▸ EXERCISE:
Your answer is a copy of every line in the records where "hood" appears.

▸ Referring expression data:

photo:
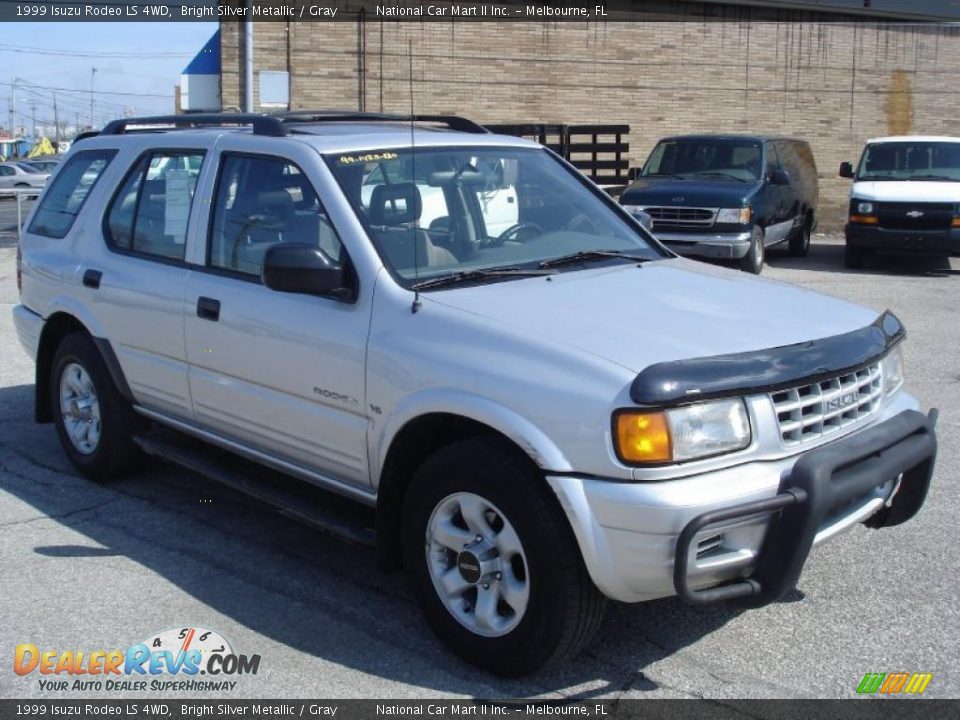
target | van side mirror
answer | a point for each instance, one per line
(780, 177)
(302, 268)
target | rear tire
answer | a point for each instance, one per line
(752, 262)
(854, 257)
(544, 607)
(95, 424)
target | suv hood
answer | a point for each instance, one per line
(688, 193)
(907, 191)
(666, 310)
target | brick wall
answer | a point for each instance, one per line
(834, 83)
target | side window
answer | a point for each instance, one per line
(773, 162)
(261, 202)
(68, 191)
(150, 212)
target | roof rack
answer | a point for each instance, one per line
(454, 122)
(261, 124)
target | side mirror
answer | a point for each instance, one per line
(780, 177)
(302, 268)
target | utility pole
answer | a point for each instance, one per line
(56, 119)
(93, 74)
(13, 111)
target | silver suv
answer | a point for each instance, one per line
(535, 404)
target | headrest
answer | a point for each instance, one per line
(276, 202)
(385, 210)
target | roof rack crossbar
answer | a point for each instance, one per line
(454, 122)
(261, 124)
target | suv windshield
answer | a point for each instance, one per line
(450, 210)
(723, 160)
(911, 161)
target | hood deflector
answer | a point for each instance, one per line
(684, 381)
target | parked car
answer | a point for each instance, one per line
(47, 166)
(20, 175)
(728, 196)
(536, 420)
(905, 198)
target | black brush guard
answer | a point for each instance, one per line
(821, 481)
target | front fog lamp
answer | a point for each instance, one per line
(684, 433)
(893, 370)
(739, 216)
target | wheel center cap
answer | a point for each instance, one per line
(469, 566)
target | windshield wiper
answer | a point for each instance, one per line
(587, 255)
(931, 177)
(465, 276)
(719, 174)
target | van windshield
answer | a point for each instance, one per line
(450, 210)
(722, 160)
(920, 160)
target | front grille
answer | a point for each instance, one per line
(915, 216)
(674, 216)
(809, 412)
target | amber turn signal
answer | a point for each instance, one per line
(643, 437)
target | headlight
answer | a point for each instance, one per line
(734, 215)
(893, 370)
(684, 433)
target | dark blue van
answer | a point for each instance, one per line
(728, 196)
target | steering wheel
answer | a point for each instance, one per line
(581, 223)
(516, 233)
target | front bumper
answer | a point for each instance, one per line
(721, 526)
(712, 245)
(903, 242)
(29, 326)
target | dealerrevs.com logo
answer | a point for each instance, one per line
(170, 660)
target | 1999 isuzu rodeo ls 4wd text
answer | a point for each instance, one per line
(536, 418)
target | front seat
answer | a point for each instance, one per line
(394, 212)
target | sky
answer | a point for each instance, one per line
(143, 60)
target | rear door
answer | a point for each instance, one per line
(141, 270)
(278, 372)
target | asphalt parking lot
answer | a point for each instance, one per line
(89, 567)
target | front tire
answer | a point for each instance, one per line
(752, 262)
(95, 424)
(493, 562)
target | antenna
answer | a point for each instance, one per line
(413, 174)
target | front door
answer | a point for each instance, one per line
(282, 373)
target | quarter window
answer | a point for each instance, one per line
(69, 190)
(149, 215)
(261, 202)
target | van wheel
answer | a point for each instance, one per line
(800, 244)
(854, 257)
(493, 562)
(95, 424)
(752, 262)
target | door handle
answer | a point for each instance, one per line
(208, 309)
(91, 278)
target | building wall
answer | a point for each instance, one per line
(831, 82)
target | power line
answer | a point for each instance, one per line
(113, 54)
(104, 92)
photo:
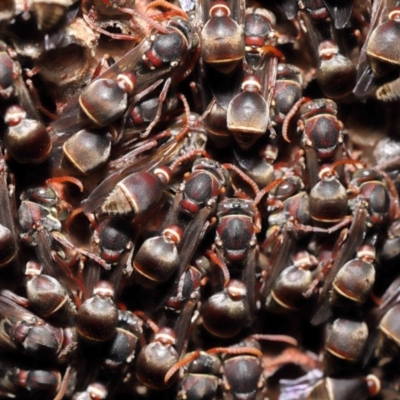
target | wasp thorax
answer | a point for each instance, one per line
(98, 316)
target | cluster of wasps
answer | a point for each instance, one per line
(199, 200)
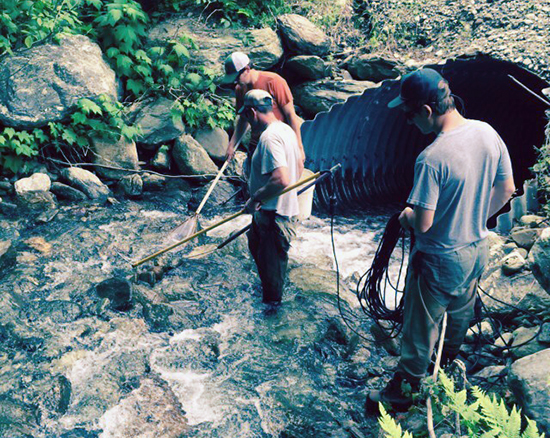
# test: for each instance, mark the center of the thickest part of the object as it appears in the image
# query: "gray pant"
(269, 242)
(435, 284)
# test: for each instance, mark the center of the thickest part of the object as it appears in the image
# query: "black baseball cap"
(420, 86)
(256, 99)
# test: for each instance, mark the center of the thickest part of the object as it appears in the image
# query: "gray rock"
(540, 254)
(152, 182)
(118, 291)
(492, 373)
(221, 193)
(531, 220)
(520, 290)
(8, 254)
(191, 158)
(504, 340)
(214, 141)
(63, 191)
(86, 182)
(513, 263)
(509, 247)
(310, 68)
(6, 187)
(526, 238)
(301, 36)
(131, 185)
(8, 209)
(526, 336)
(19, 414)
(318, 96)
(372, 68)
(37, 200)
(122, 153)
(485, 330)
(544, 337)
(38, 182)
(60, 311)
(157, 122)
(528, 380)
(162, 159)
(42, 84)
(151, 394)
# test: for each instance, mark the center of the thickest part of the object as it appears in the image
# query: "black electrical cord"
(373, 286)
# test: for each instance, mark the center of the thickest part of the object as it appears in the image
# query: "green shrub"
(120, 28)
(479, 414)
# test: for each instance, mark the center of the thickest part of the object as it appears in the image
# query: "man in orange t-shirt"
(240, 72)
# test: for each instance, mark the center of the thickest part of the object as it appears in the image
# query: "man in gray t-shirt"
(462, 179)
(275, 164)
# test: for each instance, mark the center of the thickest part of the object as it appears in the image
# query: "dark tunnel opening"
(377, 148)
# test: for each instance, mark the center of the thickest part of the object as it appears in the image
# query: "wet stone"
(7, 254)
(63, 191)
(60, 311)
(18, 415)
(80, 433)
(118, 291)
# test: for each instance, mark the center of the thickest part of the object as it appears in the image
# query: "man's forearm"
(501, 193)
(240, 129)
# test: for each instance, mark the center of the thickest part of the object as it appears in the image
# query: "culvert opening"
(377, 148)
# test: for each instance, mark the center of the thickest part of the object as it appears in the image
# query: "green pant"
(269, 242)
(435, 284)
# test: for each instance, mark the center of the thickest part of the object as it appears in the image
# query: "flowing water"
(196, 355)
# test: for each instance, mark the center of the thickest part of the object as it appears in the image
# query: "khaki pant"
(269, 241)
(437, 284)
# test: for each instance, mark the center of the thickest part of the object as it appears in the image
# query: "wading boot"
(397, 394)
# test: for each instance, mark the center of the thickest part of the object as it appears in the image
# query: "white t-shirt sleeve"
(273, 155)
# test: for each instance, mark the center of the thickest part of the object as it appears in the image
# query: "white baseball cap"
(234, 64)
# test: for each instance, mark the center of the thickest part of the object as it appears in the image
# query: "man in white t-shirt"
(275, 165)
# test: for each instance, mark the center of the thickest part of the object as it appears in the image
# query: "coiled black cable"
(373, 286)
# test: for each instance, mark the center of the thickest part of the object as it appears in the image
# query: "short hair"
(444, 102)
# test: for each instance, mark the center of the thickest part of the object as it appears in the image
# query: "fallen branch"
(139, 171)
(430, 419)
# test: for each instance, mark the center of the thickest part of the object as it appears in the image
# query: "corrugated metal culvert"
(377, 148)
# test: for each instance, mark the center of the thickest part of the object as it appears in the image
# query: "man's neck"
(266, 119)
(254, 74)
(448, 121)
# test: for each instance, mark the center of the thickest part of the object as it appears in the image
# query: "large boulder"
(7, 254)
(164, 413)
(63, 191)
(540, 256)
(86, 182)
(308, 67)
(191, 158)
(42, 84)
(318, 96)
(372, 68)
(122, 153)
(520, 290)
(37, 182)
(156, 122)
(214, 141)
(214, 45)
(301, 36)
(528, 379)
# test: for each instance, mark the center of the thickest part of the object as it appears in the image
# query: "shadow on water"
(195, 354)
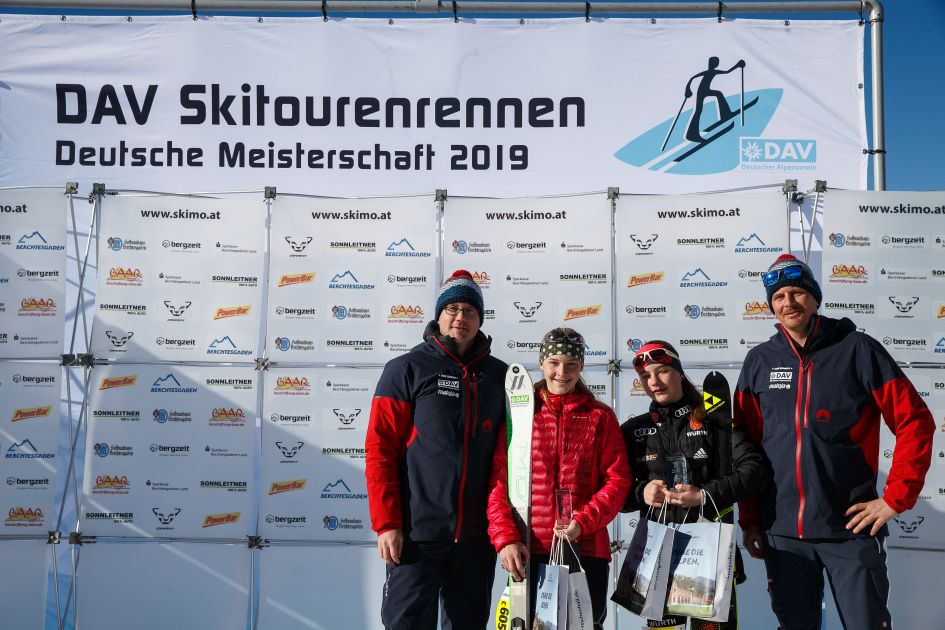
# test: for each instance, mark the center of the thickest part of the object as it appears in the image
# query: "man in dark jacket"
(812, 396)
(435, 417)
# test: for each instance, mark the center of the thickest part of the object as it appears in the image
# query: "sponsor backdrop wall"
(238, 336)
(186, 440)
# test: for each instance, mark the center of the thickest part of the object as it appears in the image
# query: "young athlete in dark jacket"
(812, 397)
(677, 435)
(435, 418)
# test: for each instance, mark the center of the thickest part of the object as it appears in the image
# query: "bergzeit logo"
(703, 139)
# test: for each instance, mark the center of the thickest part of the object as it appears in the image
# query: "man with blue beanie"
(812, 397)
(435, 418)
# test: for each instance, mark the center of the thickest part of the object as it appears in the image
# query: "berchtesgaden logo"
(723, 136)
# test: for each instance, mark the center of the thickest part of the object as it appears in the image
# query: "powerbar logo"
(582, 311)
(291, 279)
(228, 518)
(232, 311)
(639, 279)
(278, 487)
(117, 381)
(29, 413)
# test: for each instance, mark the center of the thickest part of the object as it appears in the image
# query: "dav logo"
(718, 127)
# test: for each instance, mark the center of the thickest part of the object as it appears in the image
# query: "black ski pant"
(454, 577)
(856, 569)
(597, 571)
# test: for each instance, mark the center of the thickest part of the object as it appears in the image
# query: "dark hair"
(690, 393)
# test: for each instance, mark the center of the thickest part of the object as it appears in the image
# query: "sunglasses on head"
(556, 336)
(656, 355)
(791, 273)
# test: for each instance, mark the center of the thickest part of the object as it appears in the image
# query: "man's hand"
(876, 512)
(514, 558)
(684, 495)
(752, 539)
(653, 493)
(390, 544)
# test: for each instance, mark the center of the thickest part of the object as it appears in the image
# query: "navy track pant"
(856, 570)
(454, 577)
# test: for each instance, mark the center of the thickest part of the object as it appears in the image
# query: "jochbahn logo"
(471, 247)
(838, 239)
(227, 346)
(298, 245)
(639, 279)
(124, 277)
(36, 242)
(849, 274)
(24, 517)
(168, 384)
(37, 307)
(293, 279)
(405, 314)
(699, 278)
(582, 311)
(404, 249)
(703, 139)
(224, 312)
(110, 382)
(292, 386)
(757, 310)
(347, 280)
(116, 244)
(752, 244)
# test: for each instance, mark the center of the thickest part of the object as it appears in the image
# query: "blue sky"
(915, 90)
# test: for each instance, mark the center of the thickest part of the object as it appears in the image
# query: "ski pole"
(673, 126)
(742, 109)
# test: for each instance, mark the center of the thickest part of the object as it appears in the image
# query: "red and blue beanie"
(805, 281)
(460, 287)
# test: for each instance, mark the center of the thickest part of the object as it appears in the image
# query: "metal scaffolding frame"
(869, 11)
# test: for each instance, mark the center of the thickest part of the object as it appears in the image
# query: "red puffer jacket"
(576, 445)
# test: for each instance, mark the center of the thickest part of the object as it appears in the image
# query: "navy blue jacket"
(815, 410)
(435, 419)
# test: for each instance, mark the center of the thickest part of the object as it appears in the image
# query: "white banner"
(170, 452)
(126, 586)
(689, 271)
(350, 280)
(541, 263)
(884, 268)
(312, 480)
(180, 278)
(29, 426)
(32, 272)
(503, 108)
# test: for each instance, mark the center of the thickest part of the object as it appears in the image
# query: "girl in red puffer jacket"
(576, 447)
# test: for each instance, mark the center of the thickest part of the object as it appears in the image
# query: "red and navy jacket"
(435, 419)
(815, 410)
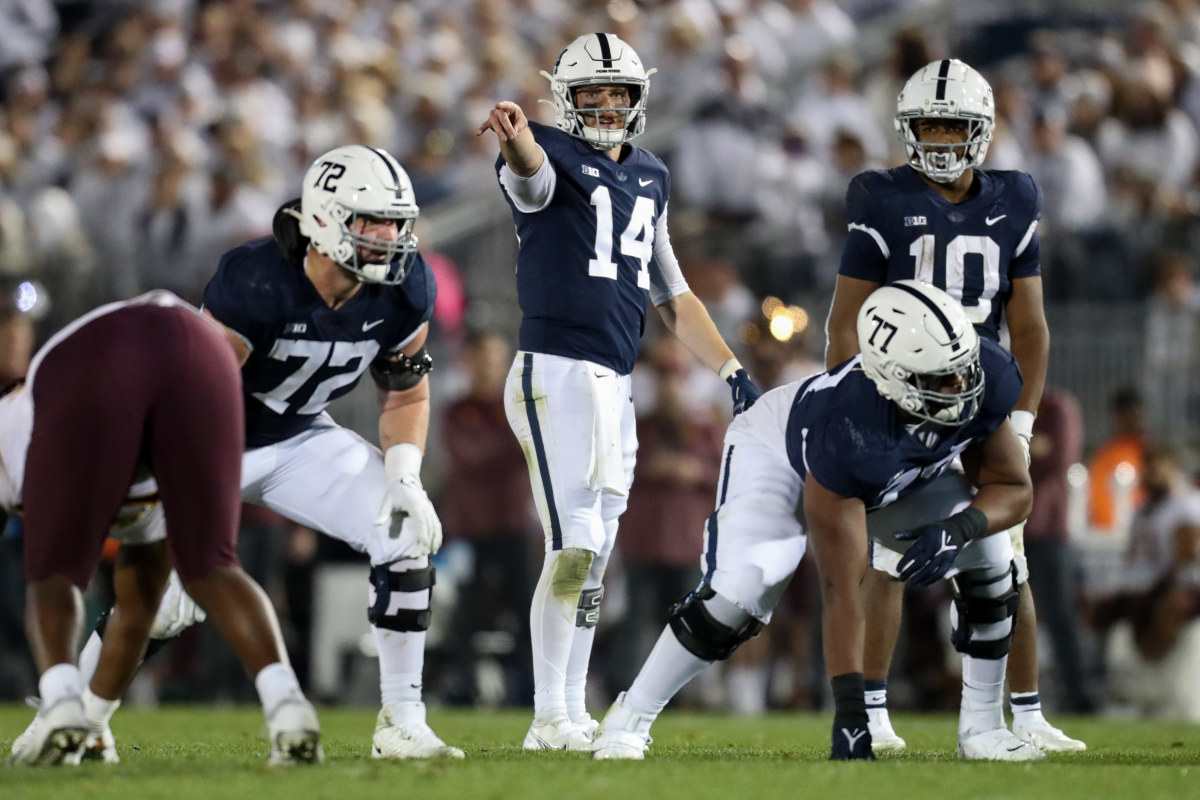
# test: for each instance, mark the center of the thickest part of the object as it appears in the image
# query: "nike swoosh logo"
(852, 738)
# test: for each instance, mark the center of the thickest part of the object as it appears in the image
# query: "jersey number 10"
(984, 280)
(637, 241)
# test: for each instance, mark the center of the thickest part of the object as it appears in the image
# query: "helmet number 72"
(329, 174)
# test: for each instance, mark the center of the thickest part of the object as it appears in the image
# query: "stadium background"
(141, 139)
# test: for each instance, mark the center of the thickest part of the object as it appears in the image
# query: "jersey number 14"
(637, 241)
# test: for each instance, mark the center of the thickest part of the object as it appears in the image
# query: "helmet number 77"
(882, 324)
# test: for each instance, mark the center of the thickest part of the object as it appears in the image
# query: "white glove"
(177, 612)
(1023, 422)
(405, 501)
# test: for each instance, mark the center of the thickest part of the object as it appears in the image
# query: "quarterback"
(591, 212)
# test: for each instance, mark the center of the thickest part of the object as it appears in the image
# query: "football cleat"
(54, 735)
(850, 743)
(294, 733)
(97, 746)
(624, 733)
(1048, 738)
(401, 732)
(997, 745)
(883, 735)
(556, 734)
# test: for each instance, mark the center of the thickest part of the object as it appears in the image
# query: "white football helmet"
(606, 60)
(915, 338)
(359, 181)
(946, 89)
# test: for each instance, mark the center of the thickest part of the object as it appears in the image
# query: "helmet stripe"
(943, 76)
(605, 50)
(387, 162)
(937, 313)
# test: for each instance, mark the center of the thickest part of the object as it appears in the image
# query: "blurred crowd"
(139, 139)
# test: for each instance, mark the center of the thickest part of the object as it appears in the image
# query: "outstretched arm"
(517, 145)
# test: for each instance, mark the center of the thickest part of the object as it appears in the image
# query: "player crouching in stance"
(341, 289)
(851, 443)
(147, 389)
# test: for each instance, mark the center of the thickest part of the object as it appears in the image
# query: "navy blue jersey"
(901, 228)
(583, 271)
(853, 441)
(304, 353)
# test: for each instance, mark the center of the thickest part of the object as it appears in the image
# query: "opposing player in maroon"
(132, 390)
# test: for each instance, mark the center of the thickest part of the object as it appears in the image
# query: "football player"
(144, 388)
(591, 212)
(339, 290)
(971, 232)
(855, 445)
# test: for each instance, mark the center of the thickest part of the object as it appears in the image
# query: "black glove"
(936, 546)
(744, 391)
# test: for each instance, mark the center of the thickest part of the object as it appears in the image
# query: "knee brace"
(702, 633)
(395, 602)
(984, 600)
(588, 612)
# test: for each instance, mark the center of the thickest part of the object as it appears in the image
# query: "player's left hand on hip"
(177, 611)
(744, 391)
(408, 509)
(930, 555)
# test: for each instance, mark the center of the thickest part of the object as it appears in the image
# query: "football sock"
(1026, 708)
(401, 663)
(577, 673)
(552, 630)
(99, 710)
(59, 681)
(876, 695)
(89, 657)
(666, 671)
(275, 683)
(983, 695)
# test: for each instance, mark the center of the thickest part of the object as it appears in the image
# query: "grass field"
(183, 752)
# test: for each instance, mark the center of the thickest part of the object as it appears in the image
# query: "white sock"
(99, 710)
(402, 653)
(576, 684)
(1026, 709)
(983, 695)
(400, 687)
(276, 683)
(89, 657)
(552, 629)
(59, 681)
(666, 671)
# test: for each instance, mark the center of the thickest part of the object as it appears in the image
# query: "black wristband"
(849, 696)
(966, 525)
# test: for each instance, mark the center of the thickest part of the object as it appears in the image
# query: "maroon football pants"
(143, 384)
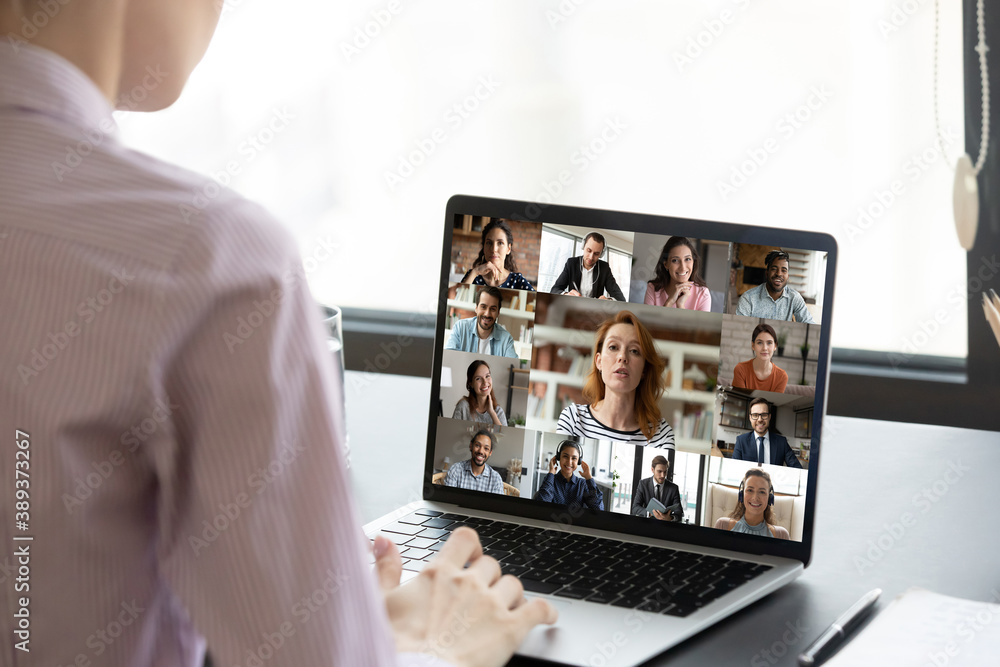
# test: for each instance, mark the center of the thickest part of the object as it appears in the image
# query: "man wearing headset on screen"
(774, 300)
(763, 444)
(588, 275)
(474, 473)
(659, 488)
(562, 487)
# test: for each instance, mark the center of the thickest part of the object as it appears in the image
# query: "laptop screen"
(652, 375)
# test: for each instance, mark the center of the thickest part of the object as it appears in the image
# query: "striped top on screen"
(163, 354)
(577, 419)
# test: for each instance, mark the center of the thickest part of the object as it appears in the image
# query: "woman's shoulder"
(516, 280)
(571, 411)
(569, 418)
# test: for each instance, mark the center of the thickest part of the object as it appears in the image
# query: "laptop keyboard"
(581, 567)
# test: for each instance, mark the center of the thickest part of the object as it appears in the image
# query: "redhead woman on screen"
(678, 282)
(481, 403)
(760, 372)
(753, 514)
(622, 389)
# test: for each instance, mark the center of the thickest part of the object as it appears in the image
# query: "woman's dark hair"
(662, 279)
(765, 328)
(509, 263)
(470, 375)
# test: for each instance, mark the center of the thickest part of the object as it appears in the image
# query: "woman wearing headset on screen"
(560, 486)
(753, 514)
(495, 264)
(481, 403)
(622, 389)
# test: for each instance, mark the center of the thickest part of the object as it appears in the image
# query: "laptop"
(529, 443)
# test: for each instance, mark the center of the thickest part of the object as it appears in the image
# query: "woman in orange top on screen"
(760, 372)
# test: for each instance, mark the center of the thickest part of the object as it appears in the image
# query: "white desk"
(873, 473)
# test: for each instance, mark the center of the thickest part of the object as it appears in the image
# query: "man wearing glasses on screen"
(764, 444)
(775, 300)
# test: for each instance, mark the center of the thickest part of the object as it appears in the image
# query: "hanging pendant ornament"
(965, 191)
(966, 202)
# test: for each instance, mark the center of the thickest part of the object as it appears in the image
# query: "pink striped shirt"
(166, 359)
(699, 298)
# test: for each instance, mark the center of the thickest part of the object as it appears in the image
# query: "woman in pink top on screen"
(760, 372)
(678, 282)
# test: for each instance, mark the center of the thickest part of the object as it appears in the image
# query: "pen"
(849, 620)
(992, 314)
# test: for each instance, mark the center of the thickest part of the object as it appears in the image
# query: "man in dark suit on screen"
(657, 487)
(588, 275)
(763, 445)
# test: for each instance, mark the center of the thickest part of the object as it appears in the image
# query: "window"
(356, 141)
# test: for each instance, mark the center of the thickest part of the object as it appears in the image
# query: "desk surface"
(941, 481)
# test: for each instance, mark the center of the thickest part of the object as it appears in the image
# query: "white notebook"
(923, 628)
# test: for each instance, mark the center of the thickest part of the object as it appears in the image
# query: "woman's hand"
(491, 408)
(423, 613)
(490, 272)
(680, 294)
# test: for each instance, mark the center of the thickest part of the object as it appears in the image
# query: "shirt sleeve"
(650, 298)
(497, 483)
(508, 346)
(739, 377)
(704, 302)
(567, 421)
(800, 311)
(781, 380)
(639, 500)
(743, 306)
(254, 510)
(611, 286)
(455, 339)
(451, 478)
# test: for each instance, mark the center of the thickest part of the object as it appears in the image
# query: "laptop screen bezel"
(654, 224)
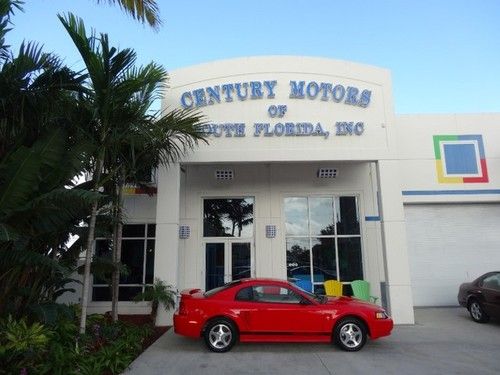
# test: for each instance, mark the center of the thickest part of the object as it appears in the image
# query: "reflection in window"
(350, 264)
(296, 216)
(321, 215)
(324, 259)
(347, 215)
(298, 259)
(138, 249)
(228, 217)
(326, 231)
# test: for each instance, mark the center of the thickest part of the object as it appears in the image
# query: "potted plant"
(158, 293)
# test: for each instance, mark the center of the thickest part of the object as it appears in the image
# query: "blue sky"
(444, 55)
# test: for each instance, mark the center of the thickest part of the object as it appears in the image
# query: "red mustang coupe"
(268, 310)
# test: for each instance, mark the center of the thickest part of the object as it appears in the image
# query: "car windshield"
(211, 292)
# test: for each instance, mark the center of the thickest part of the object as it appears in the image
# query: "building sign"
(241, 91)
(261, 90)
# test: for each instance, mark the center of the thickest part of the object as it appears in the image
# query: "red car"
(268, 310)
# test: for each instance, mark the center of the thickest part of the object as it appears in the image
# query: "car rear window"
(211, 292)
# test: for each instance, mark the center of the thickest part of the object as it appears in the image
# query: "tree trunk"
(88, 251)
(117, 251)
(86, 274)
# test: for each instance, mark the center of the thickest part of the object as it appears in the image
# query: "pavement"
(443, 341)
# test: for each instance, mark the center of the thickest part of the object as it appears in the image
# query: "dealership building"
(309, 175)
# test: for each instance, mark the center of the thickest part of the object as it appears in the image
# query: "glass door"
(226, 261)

▸ RESPONSE BOX:
target | suv hood
target | hood deflector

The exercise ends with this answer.